Records supplied -
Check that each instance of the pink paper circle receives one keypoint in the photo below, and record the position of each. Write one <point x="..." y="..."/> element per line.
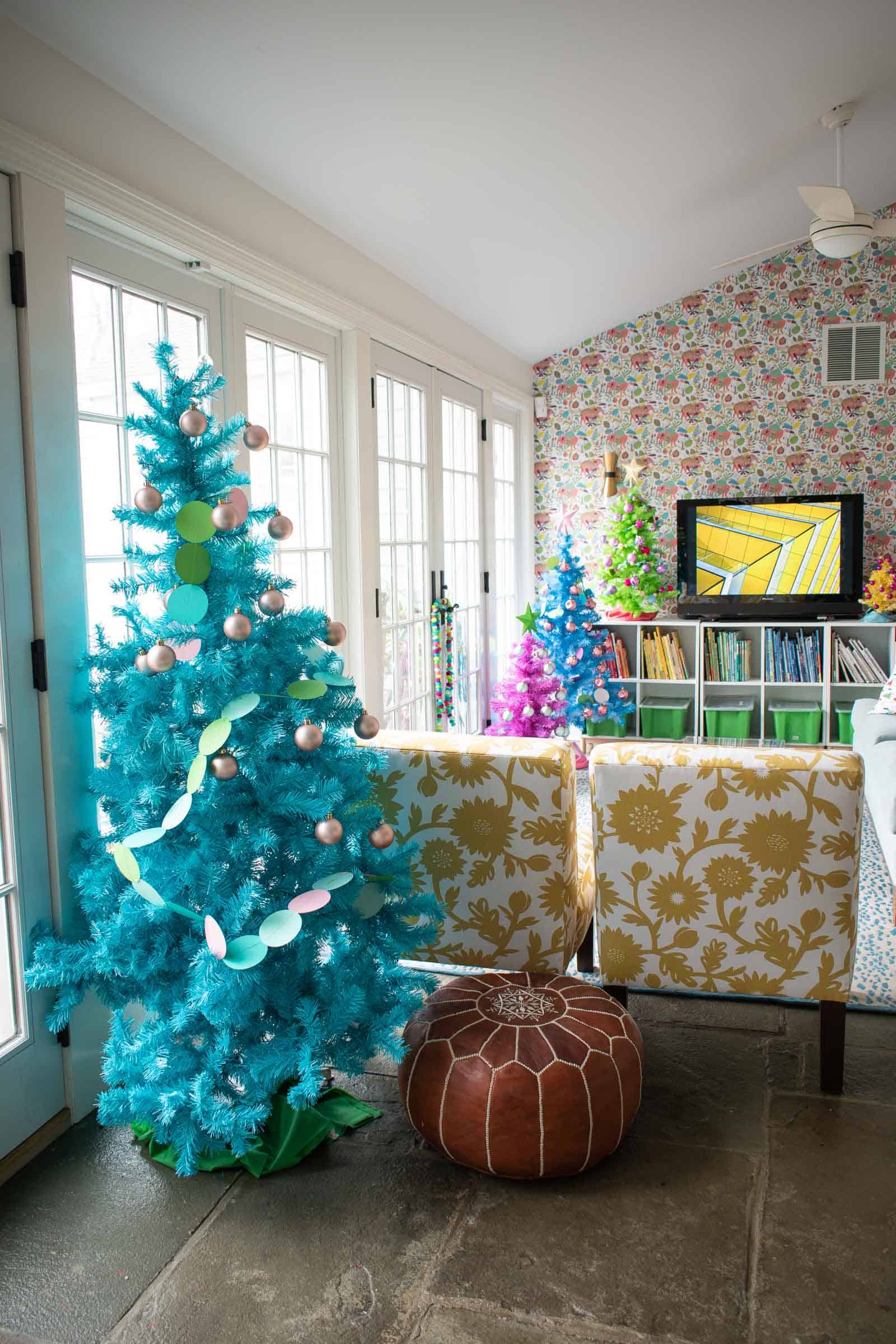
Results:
<point x="238" y="499"/>
<point x="216" y="939"/>
<point x="184" y="652"/>
<point x="308" y="901"/>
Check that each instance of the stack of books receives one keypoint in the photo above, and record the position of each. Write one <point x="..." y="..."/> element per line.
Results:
<point x="662" y="657"/>
<point x="856" y="663"/>
<point x="727" y="656"/>
<point x="793" y="656"/>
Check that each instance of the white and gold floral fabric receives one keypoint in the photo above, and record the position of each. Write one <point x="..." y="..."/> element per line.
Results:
<point x="494" y="823"/>
<point x="730" y="871"/>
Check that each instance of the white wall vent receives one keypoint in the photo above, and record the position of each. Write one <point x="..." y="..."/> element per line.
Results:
<point x="853" y="353"/>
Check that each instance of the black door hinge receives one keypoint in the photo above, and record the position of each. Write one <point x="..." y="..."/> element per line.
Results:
<point x="39" y="664"/>
<point x="18" y="279"/>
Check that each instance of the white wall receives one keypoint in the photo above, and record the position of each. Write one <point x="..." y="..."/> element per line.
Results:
<point x="49" y="96"/>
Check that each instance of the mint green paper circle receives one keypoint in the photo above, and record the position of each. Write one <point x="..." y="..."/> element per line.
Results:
<point x="245" y="952"/>
<point x="193" y="562"/>
<point x="187" y="604"/>
<point x="214" y="736"/>
<point x="194" y="522"/>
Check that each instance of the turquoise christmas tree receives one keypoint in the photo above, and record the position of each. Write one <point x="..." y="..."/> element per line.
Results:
<point x="245" y="889"/>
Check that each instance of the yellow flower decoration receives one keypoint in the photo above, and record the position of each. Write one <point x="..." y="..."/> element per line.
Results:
<point x="676" y="897"/>
<point x="647" y="819"/>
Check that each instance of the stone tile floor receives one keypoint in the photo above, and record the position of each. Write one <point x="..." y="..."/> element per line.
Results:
<point x="742" y="1208"/>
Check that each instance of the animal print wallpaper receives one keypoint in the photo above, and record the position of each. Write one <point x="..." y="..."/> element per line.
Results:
<point x="720" y="394"/>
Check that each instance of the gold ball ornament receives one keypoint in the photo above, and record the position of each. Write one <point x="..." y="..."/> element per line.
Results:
<point x="272" y="601"/>
<point x="280" y="528"/>
<point x="367" y="726"/>
<point x="194" y="421"/>
<point x="223" y="765"/>
<point x="255" y="437"/>
<point x="329" y="831"/>
<point x="160" y="657"/>
<point x="237" y="626"/>
<point x="308" y="737"/>
<point x="225" y="516"/>
<point x="148" y="499"/>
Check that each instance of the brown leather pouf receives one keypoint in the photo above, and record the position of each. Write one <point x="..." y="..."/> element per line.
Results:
<point x="521" y="1076"/>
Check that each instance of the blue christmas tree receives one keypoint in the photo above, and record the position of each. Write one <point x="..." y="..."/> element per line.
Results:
<point x="245" y="889"/>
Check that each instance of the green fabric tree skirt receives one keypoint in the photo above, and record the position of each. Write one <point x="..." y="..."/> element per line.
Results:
<point x="287" y="1139"/>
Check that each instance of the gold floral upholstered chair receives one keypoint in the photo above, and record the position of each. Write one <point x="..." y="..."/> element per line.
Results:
<point x="730" y="871"/>
<point x="494" y="823"/>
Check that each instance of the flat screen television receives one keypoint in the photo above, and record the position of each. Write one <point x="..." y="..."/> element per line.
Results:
<point x="770" y="558"/>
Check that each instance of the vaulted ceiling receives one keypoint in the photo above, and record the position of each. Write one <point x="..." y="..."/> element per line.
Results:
<point x="543" y="170"/>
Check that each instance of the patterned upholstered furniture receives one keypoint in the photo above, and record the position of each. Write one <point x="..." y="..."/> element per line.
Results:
<point x="732" y="871"/>
<point x="494" y="823"/>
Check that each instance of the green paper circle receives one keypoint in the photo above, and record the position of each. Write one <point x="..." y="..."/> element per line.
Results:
<point x="241" y="706"/>
<point x="176" y="812"/>
<point x="194" y="522"/>
<point x="245" y="952"/>
<point x="197" y="773"/>
<point x="214" y="736"/>
<point x="193" y="562"/>
<point x="280" y="928"/>
<point x="187" y="604"/>
<point x="305" y="690"/>
<point x="125" y="862"/>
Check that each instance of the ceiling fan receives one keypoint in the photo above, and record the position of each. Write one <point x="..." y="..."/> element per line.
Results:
<point x="839" y="230"/>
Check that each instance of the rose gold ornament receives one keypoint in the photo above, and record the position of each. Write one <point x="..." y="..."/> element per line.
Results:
<point x="280" y="528"/>
<point x="329" y="831"/>
<point x="272" y="601"/>
<point x="225" y="516"/>
<point x="381" y="837"/>
<point x="223" y="765"/>
<point x="255" y="437"/>
<point x="160" y="657"/>
<point x="238" y="627"/>
<point x="194" y="421"/>
<point x="148" y="499"/>
<point x="308" y="737"/>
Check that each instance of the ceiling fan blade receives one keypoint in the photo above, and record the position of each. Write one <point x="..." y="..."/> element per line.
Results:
<point x="833" y="203"/>
<point x="763" y="252"/>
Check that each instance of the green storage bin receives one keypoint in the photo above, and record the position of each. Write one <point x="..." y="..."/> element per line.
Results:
<point x="797" y="721"/>
<point x="664" y="718"/>
<point x="844" y="713"/>
<point x="729" y="718"/>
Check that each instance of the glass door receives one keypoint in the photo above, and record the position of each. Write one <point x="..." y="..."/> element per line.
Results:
<point x="31" y="1080"/>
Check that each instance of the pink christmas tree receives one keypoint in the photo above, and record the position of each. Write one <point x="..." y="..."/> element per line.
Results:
<point x="528" y="702"/>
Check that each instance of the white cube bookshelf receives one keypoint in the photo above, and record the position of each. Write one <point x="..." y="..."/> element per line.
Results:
<point x="702" y="691"/>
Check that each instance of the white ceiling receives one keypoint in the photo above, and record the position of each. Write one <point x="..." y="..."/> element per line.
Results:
<point x="543" y="170"/>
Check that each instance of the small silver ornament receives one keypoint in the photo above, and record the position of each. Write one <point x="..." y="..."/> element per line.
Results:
<point x="225" y="516"/>
<point x="160" y="657"/>
<point x="329" y="831"/>
<point x="223" y="765"/>
<point x="255" y="437"/>
<point x="308" y="737"/>
<point x="381" y="837"/>
<point x="148" y="499"/>
<point x="367" y="726"/>
<point x="280" y="528"/>
<point x="272" y="601"/>
<point x="194" y="421"/>
<point x="238" y="627"/>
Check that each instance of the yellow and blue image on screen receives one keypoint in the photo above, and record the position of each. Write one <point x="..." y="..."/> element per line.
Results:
<point x="772" y="549"/>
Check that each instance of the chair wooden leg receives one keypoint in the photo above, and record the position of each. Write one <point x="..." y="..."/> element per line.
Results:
<point x="832" y="1033"/>
<point x="585" y="953"/>
<point x="618" y="992"/>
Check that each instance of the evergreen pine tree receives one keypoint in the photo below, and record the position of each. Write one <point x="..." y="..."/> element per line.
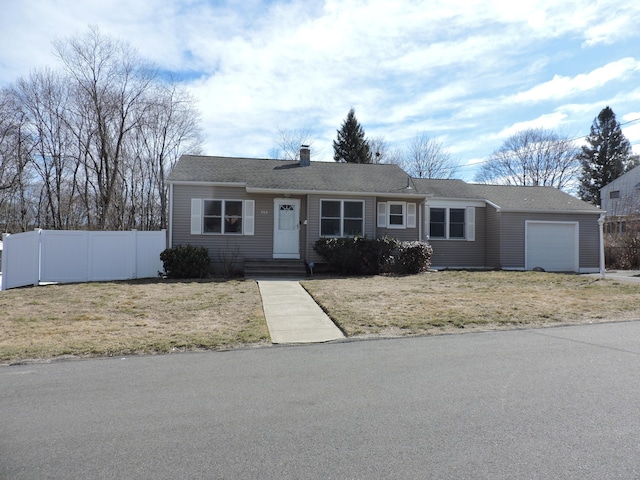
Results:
<point x="606" y="156"/>
<point x="351" y="145"/>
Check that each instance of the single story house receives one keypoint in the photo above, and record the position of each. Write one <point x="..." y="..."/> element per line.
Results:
<point x="247" y="210"/>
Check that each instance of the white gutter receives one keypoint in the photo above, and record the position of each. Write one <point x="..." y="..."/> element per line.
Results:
<point x="279" y="191"/>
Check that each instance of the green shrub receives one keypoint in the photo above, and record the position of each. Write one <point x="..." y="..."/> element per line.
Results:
<point x="357" y="255"/>
<point x="414" y="257"/>
<point x="186" y="261"/>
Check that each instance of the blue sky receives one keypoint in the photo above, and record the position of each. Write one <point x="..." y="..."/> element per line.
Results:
<point x="469" y="73"/>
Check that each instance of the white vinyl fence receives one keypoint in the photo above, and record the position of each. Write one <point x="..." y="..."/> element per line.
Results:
<point x="78" y="256"/>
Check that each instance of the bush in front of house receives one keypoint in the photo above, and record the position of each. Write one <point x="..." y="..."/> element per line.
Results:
<point x="413" y="257"/>
<point x="357" y="255"/>
<point x="186" y="261"/>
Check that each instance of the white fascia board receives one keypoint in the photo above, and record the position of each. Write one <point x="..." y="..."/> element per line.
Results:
<point x="280" y="191"/>
<point x="208" y="184"/>
<point x="456" y="202"/>
<point x="564" y="212"/>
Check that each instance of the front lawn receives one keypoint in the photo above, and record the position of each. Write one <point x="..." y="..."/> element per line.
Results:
<point x="123" y="318"/>
<point x="450" y="301"/>
<point x="160" y="316"/>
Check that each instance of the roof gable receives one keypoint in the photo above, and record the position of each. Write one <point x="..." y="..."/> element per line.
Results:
<point x="505" y="197"/>
<point x="281" y="175"/>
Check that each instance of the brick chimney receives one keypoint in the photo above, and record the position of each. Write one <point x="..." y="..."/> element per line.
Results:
<point x="305" y="156"/>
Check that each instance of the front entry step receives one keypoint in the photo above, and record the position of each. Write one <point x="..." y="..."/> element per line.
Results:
<point x="274" y="268"/>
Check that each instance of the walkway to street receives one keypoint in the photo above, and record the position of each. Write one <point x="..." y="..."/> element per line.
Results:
<point x="292" y="315"/>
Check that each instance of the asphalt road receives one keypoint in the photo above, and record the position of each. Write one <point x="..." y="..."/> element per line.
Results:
<point x="529" y="404"/>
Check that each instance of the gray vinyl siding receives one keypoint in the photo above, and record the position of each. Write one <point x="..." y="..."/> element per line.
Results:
<point x="401" y="234"/>
<point x="312" y="231"/>
<point x="513" y="237"/>
<point x="257" y="246"/>
<point x="462" y="253"/>
<point x="589" y="242"/>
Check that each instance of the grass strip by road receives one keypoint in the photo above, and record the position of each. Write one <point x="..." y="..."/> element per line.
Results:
<point x="124" y="318"/>
<point x="455" y="301"/>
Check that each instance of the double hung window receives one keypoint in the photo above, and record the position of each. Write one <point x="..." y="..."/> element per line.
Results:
<point x="222" y="216"/>
<point x="449" y="223"/>
<point x="341" y="218"/>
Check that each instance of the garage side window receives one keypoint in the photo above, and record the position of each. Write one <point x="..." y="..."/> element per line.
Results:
<point x="452" y="223"/>
<point x="437" y="223"/>
<point x="456" y="223"/>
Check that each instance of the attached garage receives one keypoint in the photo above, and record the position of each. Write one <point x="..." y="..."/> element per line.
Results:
<point x="553" y="246"/>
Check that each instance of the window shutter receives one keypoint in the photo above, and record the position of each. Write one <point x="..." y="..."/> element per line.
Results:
<point x="196" y="216"/>
<point x="382" y="214"/>
<point x="249" y="217"/>
<point x="411" y="215"/>
<point x="470" y="224"/>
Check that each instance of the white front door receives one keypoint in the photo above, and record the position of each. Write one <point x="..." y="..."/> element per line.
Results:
<point x="286" y="233"/>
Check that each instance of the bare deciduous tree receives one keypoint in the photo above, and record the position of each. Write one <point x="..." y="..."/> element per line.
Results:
<point x="425" y="157"/>
<point x="90" y="145"/>
<point x="533" y="157"/>
<point x="111" y="80"/>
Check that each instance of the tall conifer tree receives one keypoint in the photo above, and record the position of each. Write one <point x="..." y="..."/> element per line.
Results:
<point x="351" y="145"/>
<point x="606" y="156"/>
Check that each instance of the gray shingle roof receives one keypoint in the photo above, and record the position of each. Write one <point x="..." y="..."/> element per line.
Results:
<point x="258" y="174"/>
<point x="507" y="197"/>
<point x="510" y="197"/>
<point x="380" y="179"/>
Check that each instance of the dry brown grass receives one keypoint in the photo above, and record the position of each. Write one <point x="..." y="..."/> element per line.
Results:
<point x="444" y="302"/>
<point x="158" y="316"/>
<point x="119" y="318"/>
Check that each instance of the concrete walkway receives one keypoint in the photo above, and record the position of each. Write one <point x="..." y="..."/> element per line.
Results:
<point x="292" y="315"/>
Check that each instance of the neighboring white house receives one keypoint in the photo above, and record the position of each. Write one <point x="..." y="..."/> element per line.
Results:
<point x="622" y="196"/>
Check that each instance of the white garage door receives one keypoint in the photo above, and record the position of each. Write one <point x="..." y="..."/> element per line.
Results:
<point x="552" y="246"/>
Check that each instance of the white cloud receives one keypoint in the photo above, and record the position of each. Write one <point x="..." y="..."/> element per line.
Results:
<point x="476" y="70"/>
<point x="548" y="121"/>
<point x="562" y="86"/>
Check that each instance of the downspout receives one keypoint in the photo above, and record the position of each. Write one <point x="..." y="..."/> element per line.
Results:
<point x="170" y="240"/>
<point x="601" y="230"/>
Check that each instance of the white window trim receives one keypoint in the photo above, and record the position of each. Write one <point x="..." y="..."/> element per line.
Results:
<point x="341" y="216"/>
<point x="469" y="223"/>
<point x="197" y="216"/>
<point x="409" y="215"/>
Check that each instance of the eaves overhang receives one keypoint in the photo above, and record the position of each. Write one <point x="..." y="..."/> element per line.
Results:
<point x="280" y="191"/>
<point x="207" y="184"/>
<point x="564" y="212"/>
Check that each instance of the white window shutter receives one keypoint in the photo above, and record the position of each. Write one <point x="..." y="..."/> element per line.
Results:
<point x="249" y="217"/>
<point x="470" y="224"/>
<point x="382" y="214"/>
<point x="411" y="215"/>
<point x="196" y="216"/>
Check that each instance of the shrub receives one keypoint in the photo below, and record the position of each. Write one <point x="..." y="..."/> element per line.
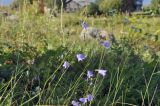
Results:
<point x="106" y="6"/>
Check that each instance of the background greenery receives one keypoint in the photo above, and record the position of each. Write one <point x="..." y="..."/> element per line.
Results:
<point x="34" y="48"/>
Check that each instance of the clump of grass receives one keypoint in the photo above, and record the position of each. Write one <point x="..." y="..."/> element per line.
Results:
<point x="33" y="53"/>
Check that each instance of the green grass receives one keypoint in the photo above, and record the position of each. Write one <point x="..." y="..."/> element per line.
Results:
<point x="132" y="61"/>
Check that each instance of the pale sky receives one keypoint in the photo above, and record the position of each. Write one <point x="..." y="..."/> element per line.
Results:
<point x="7" y="2"/>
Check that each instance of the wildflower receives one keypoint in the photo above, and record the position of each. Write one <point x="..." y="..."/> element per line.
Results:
<point x="37" y="78"/>
<point x="66" y="64"/>
<point x="81" y="57"/>
<point x="106" y="44"/>
<point x="103" y="34"/>
<point x="84" y="25"/>
<point x="89" y="74"/>
<point x="83" y="100"/>
<point x="102" y="72"/>
<point x="74" y="103"/>
<point x="90" y="97"/>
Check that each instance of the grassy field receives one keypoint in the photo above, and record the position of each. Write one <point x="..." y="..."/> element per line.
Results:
<point x="34" y="48"/>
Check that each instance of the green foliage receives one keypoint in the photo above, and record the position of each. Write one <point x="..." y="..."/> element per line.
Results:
<point x="92" y="9"/>
<point x="155" y="6"/>
<point x="107" y="6"/>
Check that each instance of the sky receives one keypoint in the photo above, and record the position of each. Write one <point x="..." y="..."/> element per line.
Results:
<point x="7" y="2"/>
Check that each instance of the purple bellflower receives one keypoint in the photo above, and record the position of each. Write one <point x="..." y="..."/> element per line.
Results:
<point x="74" y="103"/>
<point x="81" y="57"/>
<point x="89" y="74"/>
<point x="102" y="72"/>
<point x="90" y="97"/>
<point x="84" y="25"/>
<point x="66" y="64"/>
<point x="83" y="100"/>
<point x="106" y="44"/>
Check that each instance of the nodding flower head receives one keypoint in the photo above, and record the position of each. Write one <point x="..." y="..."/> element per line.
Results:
<point x="90" y="97"/>
<point x="83" y="100"/>
<point x="106" y="44"/>
<point x="81" y="57"/>
<point x="102" y="72"/>
<point x="89" y="74"/>
<point x="74" y="103"/>
<point x="103" y="34"/>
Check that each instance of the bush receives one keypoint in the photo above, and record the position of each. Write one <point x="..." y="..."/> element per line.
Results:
<point x="93" y="9"/>
<point x="156" y="6"/>
<point x="106" y="6"/>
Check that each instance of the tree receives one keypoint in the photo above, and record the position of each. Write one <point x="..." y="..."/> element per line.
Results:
<point x="108" y="5"/>
<point x="93" y="9"/>
<point x="128" y="5"/>
<point x="58" y="3"/>
<point x="155" y="5"/>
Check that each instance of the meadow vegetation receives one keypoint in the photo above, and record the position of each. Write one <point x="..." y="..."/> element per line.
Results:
<point x="34" y="48"/>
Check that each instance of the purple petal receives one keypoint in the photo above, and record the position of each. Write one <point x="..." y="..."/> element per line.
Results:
<point x="83" y="100"/>
<point x="102" y="72"/>
<point x="106" y="44"/>
<point x="81" y="57"/>
<point x="66" y="64"/>
<point x="89" y="74"/>
<point x="90" y="97"/>
<point x="74" y="103"/>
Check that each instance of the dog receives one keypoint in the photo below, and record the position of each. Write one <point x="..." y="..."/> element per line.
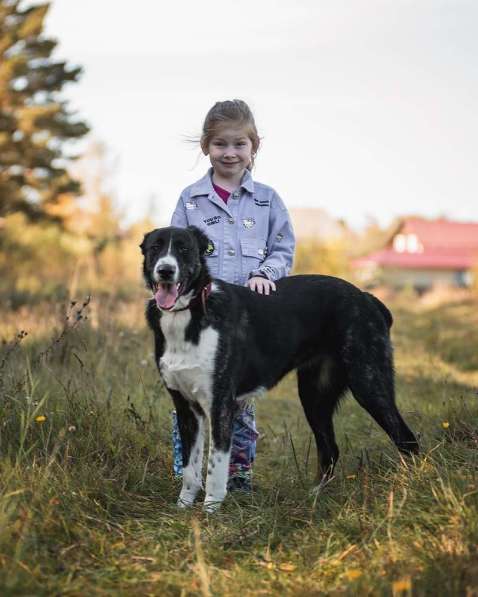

Exercise directions - Extract every line above that contains the string "shingle". Only matches with the same capitalization count.

Result for this exercise -
Check that each instance of the gray shingle roof receives one keypoint in the photo above, and record the position of each. Write one <point x="..." y="..."/> element per line.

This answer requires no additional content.